Data for the task below:
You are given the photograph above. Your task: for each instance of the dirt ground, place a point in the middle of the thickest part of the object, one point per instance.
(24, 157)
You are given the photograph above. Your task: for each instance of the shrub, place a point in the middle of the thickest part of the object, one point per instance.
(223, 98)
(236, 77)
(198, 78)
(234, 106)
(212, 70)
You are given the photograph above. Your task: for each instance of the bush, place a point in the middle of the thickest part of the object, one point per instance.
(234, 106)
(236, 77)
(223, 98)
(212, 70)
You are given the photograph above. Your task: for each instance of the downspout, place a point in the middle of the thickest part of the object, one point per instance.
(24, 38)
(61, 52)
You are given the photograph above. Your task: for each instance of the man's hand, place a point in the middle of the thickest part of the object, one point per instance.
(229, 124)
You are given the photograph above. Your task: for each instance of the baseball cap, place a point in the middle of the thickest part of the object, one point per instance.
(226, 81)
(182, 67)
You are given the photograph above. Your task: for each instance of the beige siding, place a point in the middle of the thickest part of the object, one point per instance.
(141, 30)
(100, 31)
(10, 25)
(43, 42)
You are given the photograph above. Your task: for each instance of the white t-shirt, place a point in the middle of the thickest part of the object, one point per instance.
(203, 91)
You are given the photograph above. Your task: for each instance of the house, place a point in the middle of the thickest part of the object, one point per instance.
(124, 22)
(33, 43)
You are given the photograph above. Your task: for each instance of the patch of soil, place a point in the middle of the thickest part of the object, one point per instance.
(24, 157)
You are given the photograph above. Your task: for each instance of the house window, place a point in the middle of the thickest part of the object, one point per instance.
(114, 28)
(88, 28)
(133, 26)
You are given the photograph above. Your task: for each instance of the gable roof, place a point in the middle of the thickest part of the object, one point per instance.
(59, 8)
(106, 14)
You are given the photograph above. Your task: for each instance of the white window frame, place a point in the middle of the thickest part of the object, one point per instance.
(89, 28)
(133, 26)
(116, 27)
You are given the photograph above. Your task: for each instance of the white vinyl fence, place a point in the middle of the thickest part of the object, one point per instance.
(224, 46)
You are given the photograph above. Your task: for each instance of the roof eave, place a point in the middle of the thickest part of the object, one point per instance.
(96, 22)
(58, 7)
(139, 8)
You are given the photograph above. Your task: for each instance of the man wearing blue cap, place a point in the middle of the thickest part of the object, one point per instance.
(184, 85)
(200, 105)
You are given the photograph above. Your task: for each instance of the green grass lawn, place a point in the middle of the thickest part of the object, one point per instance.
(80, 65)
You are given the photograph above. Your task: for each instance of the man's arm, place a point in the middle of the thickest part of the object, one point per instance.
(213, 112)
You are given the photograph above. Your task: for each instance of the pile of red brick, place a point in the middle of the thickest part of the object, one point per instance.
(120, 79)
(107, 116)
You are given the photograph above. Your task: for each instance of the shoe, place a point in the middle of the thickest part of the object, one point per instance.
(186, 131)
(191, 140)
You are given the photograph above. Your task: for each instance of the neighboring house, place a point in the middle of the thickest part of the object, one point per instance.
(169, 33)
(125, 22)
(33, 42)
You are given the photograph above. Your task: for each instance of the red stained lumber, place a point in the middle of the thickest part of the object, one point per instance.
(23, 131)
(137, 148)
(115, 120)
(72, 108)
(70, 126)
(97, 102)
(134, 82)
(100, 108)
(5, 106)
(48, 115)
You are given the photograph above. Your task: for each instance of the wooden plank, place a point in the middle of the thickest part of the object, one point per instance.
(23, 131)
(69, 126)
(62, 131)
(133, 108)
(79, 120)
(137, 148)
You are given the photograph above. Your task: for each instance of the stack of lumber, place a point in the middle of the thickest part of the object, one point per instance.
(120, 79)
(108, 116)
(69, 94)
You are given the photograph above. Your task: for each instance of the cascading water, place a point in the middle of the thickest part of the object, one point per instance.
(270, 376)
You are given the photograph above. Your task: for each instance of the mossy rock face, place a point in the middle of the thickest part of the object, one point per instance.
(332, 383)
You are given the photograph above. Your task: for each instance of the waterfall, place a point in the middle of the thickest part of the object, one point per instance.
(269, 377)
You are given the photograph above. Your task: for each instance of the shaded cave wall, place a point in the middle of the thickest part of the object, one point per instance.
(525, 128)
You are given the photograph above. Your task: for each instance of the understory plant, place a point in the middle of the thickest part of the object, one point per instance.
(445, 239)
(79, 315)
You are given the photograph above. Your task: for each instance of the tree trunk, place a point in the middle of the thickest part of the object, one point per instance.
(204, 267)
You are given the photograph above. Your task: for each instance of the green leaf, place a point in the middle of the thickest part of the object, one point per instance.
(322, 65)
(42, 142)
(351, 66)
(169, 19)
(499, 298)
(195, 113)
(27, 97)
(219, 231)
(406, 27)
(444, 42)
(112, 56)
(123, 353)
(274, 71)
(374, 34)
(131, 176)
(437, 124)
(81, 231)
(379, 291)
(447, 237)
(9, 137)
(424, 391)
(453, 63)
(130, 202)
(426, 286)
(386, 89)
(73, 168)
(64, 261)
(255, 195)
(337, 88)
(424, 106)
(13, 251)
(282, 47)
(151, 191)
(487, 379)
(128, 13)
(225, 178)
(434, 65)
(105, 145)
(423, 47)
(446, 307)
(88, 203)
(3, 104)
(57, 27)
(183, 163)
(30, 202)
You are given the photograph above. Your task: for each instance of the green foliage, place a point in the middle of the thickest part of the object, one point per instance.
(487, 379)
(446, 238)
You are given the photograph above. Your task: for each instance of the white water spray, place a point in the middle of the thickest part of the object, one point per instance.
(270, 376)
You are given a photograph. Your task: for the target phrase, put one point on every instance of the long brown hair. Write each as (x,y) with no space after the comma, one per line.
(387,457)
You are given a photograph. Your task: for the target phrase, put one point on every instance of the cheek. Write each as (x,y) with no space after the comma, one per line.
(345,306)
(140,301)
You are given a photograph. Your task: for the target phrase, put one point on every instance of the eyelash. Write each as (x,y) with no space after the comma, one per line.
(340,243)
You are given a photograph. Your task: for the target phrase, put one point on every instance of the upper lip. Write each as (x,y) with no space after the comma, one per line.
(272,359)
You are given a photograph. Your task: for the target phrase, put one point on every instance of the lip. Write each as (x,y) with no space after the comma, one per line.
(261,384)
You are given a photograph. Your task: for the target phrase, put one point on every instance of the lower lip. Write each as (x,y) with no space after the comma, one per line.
End of Data for the task.
Work request
From the records above, extract each line exactly as shown.

Output below
You are given the photograph above. Your task: for each instance of the dirt ground, place a point in the middle of the thickest part of the object, one point per instance.
(24, 157)
You are given the photograph above. Your task: for each instance of the shrub, place a point in the middle of the thickest part of the object, one point per instance.
(223, 98)
(236, 77)
(198, 78)
(234, 106)
(212, 70)
You are given the photograph above. Your task: for each instance of the bush, place a point in the middle of the thickest part of the object, one point per instance.
(234, 106)
(236, 77)
(223, 98)
(212, 70)
You are given the photograph above. Your task: for each instance of the downspout, place a point in the middle of the thickest part of the object, one point per instance.
(24, 38)
(61, 52)
You are given the photograph above. Your task: for each instance of the man's hand, place a point in the middle of the thickest part of the object, one point per instance.
(229, 124)
You are given the photograph above. Your task: for each instance of the baseball cap, place a point in the middle of the thickest part of the object, one point per instance.
(226, 81)
(182, 67)
You are given the photograph above. Your task: for each instance of the beige siding, place a point in the middle of the thickest part of the object, one point per instance.
(141, 30)
(100, 31)
(10, 25)
(43, 42)
You are given the photograph above. Your task: for each instance of the white t-shirt, place a point in the middle of the thickest part of the object, one point per instance.
(203, 91)
You are given the photograph above. Your task: for each instance of the house, place a point in the middle of the thickest part of the object, one point per instance.
(124, 22)
(33, 43)
You are given the photograph above. Your task: for each instance of the patch of soil, place a point in the middle of the thickest part of the object, one point per instance.
(24, 157)
You are given the photograph above. Your task: for each instance of the house window, place a point in the middle of the thickest part of the object, one point per instance.
(114, 28)
(88, 28)
(133, 26)
You are given the photograph above. Your task: for each instance of the gable roof, place a point in the middle of the thickest part of the object, one point per instance.
(59, 8)
(106, 14)
You are given the photograph above. Your task: for each instance of the white window frame, place a point in the middle of the thickest part of the object, one point per instance.
(89, 28)
(133, 26)
(116, 27)
You are given the photograph above. Your task: for each instance of the white vinyl fence, place a point in the middle of the thickest part of the object, one point per instance.
(224, 46)
You are given the photograph above. Your task: for each instance of the roof eave, place a point in the middle of the thickest part of the object, one point per instance.
(96, 22)
(58, 7)
(139, 8)
You are given the photograph above. Your task: for each instance of the man wearing blue cap, place a point in the middle of the thickest part of the object, one point per instance.
(184, 85)
(200, 105)
You are given the photograph above. Your task: for each instance of the green grass lawn, place a point in the middle of the thickest part of the object, one point per instance.
(80, 65)
You are given the photograph above. Your task: for each instance of the man's arm, place a point in the middle of the thickest part of the object, one point per instance.
(213, 112)
You are given the photograph above. Your task: for each instance of the pile of red brick, place a point in the middle of the thickest part of the object, one point per instance.
(120, 79)
(107, 116)
You are given the photograph above. Your task: for each instance of the shoe, place a point in the middle of the thickest part of the object, one point per instance.
(186, 131)
(191, 140)
You are given the photograph above. Your task: for each instance of the neighboring house, place a point in the middle of the thickest part of the object, one point per instance.
(169, 33)
(125, 22)
(33, 42)
You are given the photograph above. Your task: for each instance of the red stained lumber, place a point in the middle of the thickest part of the object, one point per instance.
(23, 131)
(137, 148)
(115, 120)
(72, 108)
(70, 126)
(97, 102)
(134, 82)
(100, 108)
(5, 106)
(48, 115)
You are given the photograph above. Your task: for each instance of the wooden plank, place a point in the middle of the thickest part of the object, one point per instance.
(23, 131)
(69, 126)
(62, 131)
(133, 108)
(79, 120)
(137, 148)
You are given the photograph above. Your task: for each instance of the stack of lumber, place a point in the middle of the thickest part of the object, one point per instance.
(120, 79)
(108, 116)
(69, 94)
You are given the photograph above. Your task: for each instance of the cascading water, place a point in the middle of the thickest part of the object, one point per instance.
(270, 376)
You are given the photograph above. Your task: for each instance of the mossy rock face, place a point in the middle of the thickest part of the object, one point per instance.
(332, 383)
You are given the photograph above. Your task: for each instance of the waterfall, place a point in the middle of the thickest part of the object, one point per instance.
(269, 377)
You are given the photograph above. Your task: for each instance of the shaded cave wall, place a point in the middle of the thickest part of the object, one point per instance.
(525, 128)
You are given the photograph above. Your task: for each instance of the understory plant, place a point in the middle of the thickest part of the object, one point per instance.
(445, 239)
(79, 315)
You are given the photograph above. Your task: for each instance of the tree trunk, place a point in the middle of the thickest part of the object, one point per instance.
(204, 267)
You are given the photograph above. Your task: for each instance of the green leaf, place a point in the middle of the thickest part of the object, one point per instance.
(322, 65)
(42, 142)
(351, 66)
(169, 19)
(499, 298)
(195, 113)
(27, 97)
(219, 231)
(406, 27)
(444, 42)
(112, 56)
(123, 353)
(274, 71)
(374, 34)
(131, 176)
(437, 124)
(81, 231)
(379, 291)
(447, 237)
(9, 137)
(424, 391)
(453, 63)
(130, 202)
(426, 286)
(386, 89)
(73, 168)
(64, 261)
(255, 195)
(337, 88)
(424, 106)
(13, 251)
(282, 47)
(151, 191)
(487, 379)
(128, 13)
(225, 178)
(434, 65)
(105, 145)
(423, 47)
(446, 307)
(88, 203)
(3, 104)
(57, 27)
(183, 163)
(30, 202)
You are given the photograph above. Your task: for each instance of the green foliage, place a point in the middle of the thickest part of the object, one point per instance.
(487, 379)
(446, 238)
You are given the photograph above. Your task: for each instance of the white water spray, place a point in the middle of the thickest part of the object, one point per instance.
(270, 376)
You are given a photograph. Your task: for the target phrase, put one point on every instance of the long brown hair. Write each as (x,y) with no space after the comma, one per line.
(387,457)
You are given a photograph. Your task: for the target phrase, put one point on every instance of the cheek. Write each as (x,y) with no space after the comma, one per line.
(345,306)
(140,301)
You are given a photograph. Your task: for the target phrase, put one point on every instance of the eyelash. Write each as (x,y) with no space after the comma, one per line.
(340,243)
You are given a photograph. Your task: for the target phrase, put one point on every instance of the upper lip. Write each as (x,y) with no space after the comma, one per line.
(272,359)
You are given a photograph. Your task: for the target phrase, put one point on every instance of the lip. Write each as (x,y) with no space after the comma, one per line.
(261,384)
You are given a photograph. Your task: for the target phrase, put one point on every instance of the lower lip. Write each as (x,y) with no space after the comma, one per line.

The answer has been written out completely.